(Items from a data source)
○ ○ ○ ○ ○ ○ ○
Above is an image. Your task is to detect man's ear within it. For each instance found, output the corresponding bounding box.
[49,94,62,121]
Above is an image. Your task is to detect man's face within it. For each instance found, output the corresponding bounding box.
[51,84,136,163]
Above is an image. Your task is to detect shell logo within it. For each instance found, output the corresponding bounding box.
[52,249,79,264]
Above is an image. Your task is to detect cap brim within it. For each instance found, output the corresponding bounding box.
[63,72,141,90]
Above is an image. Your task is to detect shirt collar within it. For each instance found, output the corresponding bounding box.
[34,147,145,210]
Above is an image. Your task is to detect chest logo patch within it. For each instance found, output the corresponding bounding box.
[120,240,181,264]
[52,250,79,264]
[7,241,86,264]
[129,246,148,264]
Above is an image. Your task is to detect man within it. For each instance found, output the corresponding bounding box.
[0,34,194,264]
○ ○ ○ ○ ○ ○ ○
> **Instructions to follow**
Copy out the entire listing again, requests included, and add 38 to every bounding box coordinate in the answers.

> **In response**
Above is an image. Your task is to detect man's ear within it. For each instance found, output the corresponding bounding box.
[87,132,100,159]
Above is an image. Your task is to detect man's face within it. For each instance found, output the corresponding bounding box.
[89,122,174,201]
Above is an image. Your task is to detect shell logo within it. For each instance found, output the corresponding bounding box.
[90,287,117,302]
Above is an image. Your task is to detect cap brim within it. For each instance found, output the corresponding bounding box.
[101,110,179,128]
Above is an image. Your task is to detect shirt collar within it. For each instance found, output the corresponding bounding box.
[72,185,183,248]
Above is an image. Your task is to detect chest logo patch within it. For each instance found, output the corresponding bounding box.
[158,278,219,302]
[90,288,117,302]
[45,279,124,302]
[167,284,186,302]
Above is an image. Your task is to detect man within it. For each instance found, output the corresponding bounding box.
[38,72,232,302]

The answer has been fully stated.